- [SELECTION]
☆ ☆ ☆ ☆ ☆
Spectral Picard–Vessiot fields for Algebro-geometric Schrödinger operators

Morales, Juan J.; Rueda, Sonia L.; Zurro, Maria-Angeles

doi:10.5802/aif.3425

Spectral Picard–Vessiot fields for Algebro-geometric Schrödinger operators
[Corps spectraux de Picard–Vessiot pour les opérateurs de Schrödinger algébro-géométriques]

Morales, Juan J.¹ ; Rueda, Sonia L.² ; Zurro, Maria-Angeles ³

¹ Dpto. de Matemática Aplicada. E.T.S. Edificación. Universidad Politécnica de Madrid. Avda. Juan de Herrera 6. E-28040, Madrid (Spain)
² Dpto. de Matemática Aplicada. E.T.S. Arquitectura. Universidad Politécnica de Madrid. Avda. Juan de Herrera 4. E-28040, Madrid (Spain)
³ Dpto. de Matemáticas. Facultad de Ciencias. Universidad Autónoma de Madrid. Ciudad Universitaria de Cantoblanco. E-28049 Madrid (Spain)

Annales de l'Institut Fourier, Tome 71 (2021) no. 3, pp. 1287-1324.
☆ ☆ ☆ ☆ ☆
- [DATA PROVIDED]
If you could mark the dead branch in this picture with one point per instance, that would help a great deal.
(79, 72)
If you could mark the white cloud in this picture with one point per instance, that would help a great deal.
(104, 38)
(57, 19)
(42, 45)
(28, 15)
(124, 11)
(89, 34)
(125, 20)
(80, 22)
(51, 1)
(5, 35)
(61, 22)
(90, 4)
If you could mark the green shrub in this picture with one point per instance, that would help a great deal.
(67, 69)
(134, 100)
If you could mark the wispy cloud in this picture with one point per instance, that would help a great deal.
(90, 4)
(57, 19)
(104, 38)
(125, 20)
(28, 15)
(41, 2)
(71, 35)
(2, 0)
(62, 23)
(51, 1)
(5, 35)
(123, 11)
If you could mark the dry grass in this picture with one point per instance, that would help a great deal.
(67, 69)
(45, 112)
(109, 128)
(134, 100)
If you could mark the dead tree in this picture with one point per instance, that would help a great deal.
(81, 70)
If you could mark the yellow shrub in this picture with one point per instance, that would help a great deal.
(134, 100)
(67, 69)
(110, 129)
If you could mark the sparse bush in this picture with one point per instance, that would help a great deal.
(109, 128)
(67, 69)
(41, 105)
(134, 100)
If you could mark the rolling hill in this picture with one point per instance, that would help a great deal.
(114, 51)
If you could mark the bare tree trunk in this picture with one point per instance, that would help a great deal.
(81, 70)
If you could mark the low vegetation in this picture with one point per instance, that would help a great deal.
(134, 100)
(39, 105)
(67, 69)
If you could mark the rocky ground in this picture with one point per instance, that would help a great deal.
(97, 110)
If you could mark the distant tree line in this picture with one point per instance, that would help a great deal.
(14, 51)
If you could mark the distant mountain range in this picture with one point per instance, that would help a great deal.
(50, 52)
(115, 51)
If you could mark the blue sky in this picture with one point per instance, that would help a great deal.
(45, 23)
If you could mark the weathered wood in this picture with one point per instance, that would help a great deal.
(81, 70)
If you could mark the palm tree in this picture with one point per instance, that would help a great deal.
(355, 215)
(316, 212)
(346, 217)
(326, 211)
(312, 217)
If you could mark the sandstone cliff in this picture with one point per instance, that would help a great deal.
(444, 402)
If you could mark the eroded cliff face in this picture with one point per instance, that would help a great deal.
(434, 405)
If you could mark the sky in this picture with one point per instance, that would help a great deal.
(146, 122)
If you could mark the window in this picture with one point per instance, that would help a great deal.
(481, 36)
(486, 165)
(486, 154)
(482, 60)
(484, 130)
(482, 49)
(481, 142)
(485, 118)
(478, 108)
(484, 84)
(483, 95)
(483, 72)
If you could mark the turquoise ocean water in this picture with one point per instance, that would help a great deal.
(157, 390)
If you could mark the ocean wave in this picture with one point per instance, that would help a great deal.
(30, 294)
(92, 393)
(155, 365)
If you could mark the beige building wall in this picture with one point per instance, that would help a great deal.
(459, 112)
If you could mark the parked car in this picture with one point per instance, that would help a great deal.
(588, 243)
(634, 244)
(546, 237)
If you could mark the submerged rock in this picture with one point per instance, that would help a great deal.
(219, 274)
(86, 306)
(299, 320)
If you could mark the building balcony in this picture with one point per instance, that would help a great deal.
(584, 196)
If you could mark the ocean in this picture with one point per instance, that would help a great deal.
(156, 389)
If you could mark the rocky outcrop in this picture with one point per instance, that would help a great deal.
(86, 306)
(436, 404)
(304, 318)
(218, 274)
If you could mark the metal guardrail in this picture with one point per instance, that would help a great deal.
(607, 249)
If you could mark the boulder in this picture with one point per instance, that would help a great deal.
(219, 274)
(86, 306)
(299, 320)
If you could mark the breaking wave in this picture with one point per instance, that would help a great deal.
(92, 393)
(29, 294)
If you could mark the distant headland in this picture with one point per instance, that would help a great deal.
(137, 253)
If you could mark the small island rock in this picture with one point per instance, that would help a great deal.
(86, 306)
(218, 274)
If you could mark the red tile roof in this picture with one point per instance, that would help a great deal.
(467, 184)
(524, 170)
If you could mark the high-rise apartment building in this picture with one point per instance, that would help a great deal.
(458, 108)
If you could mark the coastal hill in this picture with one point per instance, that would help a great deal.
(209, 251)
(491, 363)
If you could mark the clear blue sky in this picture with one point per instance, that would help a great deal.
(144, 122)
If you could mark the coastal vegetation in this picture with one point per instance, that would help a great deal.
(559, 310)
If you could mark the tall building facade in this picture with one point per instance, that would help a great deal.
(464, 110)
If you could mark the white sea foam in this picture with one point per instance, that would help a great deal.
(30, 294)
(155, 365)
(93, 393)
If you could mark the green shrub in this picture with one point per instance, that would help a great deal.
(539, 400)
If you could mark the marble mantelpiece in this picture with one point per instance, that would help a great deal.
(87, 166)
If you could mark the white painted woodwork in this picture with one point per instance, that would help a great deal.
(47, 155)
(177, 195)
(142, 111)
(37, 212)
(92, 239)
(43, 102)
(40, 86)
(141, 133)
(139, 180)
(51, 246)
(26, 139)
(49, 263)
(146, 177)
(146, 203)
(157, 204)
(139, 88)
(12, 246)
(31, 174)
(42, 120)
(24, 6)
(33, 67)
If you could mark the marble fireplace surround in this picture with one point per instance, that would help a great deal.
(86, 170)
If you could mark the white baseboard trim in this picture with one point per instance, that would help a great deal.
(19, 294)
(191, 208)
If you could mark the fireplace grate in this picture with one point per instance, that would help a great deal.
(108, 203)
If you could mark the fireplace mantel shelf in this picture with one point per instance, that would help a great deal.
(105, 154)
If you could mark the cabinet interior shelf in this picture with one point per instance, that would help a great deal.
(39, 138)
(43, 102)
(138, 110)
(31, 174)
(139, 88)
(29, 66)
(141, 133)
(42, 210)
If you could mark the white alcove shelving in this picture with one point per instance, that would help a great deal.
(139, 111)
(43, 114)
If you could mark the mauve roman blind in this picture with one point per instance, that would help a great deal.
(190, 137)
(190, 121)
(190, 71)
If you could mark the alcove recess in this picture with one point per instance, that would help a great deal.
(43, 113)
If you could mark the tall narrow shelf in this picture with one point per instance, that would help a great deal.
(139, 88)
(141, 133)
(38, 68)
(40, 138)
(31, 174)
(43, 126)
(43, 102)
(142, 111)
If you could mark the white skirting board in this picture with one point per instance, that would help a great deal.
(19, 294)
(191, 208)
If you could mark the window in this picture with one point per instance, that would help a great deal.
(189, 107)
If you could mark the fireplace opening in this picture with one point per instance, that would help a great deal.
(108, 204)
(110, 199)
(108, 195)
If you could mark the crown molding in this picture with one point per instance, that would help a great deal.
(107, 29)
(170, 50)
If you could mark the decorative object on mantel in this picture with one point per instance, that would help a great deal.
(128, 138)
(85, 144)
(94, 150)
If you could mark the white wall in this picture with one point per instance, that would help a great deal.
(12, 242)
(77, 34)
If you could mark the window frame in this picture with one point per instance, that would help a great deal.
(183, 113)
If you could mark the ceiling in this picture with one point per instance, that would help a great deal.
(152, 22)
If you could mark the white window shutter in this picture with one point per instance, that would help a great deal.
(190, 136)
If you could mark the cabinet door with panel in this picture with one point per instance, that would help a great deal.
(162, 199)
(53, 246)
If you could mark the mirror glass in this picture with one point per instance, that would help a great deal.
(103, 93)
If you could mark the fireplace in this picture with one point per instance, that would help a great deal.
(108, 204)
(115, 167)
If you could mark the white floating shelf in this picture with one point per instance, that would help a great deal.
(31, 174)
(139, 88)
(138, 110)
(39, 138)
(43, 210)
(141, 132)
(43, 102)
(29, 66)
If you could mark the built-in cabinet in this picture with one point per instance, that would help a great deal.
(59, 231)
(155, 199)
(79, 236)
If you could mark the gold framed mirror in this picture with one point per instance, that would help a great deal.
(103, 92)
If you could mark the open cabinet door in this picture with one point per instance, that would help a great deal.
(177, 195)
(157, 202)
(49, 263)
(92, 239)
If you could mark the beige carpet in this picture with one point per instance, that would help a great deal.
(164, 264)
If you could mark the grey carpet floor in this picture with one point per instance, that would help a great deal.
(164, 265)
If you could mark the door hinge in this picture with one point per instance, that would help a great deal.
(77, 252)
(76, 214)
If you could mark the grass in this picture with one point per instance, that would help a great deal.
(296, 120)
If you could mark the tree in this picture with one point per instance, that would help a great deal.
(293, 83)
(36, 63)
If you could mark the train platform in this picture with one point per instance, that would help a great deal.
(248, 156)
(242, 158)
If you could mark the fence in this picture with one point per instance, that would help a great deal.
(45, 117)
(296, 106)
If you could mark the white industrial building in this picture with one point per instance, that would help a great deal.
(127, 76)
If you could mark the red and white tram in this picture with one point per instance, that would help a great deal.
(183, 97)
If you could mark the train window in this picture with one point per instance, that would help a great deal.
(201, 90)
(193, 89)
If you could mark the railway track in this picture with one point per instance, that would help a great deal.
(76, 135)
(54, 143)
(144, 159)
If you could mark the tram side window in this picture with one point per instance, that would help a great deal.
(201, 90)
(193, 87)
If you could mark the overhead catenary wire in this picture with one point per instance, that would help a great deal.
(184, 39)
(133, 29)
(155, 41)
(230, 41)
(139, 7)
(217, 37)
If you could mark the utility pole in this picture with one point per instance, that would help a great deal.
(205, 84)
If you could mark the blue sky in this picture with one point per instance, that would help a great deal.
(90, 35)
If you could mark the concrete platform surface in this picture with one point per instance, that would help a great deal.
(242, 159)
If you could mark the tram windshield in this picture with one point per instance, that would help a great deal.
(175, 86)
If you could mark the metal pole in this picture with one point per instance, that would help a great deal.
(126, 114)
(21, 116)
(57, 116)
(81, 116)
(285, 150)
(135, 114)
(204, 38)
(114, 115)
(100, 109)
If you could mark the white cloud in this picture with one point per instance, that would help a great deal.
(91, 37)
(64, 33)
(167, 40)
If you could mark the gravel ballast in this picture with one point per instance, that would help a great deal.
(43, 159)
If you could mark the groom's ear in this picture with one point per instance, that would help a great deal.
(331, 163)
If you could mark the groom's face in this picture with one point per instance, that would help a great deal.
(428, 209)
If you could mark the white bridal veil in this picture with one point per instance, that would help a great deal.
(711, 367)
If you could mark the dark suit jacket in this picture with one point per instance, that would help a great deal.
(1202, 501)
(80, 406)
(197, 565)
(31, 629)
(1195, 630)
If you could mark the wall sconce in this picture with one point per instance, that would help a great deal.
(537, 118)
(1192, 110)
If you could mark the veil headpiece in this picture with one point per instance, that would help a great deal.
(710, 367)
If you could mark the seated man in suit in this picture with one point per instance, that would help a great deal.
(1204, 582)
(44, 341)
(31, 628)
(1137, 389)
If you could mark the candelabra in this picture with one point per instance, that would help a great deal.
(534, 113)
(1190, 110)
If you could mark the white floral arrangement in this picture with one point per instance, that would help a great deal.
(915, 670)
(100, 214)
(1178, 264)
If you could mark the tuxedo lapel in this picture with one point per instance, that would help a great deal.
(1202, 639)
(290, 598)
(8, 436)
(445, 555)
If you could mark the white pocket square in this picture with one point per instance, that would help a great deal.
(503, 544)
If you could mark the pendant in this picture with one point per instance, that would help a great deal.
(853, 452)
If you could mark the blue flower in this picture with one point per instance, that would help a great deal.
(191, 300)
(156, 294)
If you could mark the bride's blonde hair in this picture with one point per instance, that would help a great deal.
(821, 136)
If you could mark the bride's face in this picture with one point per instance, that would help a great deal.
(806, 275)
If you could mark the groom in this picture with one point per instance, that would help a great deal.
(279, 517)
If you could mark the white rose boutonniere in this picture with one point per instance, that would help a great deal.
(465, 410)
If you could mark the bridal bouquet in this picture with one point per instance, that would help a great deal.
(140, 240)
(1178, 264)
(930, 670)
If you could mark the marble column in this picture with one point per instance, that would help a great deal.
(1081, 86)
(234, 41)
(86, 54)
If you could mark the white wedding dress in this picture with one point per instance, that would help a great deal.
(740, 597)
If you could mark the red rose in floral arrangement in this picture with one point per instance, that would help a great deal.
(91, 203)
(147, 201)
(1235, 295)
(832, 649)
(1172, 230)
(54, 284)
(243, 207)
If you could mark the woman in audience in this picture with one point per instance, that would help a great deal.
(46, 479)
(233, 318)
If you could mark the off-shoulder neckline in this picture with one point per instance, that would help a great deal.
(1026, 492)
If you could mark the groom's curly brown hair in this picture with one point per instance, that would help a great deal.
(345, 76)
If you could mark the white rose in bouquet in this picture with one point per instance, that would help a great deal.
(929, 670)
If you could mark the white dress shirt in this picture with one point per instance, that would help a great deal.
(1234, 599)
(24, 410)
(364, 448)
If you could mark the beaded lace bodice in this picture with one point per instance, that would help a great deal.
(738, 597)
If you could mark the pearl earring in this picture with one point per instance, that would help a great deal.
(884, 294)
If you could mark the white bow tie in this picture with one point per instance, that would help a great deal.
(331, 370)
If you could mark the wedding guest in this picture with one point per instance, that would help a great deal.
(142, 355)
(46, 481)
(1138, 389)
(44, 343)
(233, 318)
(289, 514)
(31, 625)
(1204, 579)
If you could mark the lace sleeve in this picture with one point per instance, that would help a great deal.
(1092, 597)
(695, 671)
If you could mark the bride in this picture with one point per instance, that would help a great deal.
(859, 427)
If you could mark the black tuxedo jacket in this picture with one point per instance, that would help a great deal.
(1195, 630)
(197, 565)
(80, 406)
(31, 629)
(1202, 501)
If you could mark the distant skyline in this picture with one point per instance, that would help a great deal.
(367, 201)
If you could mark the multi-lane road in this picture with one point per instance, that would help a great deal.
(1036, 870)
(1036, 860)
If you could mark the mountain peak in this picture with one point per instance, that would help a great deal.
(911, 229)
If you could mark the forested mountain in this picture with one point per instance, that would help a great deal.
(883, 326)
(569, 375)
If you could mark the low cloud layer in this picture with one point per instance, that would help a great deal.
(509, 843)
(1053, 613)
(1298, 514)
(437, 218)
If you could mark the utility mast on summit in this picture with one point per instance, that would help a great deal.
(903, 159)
☆ ☆ ☆ ☆ ☆
- [TASK OBJECTIVE] Repeat, word for word, the part of the article header that opens with the words containing "Morales, Juan J.;" and closes with "4. E-28040, Madrid (Spain)". The rows play no role in this.

- [FULL ANSWER]
Morales, Juan J.; Rueda, Sonia L.; Zurro, Maria-Angeles

doi:10.5802/aif.3425

Spectral Picard–Vessiot fields for Algebro-geometric Schrödinger operators
[Corps spectraux de Picard–Vessiot pour les opérateurs de Schrödinger algébro-géométriques]

Morales, Juan J.¹ ; Rueda, Sonia L.² ; Zurro, Maria-Angeles ³

¹ Dpto. de Matemática Aplicada. E.T.S. Edificación. Universidad Politécnica de Madrid. Avda. Juan de Herrera 6. E-28040, Madrid (Spain)
² Dpto. de Matemática Aplicada. E.T.S. Arquitectura. Universidad Politécnica de Madrid. Avda. Juan de Herrera 4. E-28040, Madrid (Spain)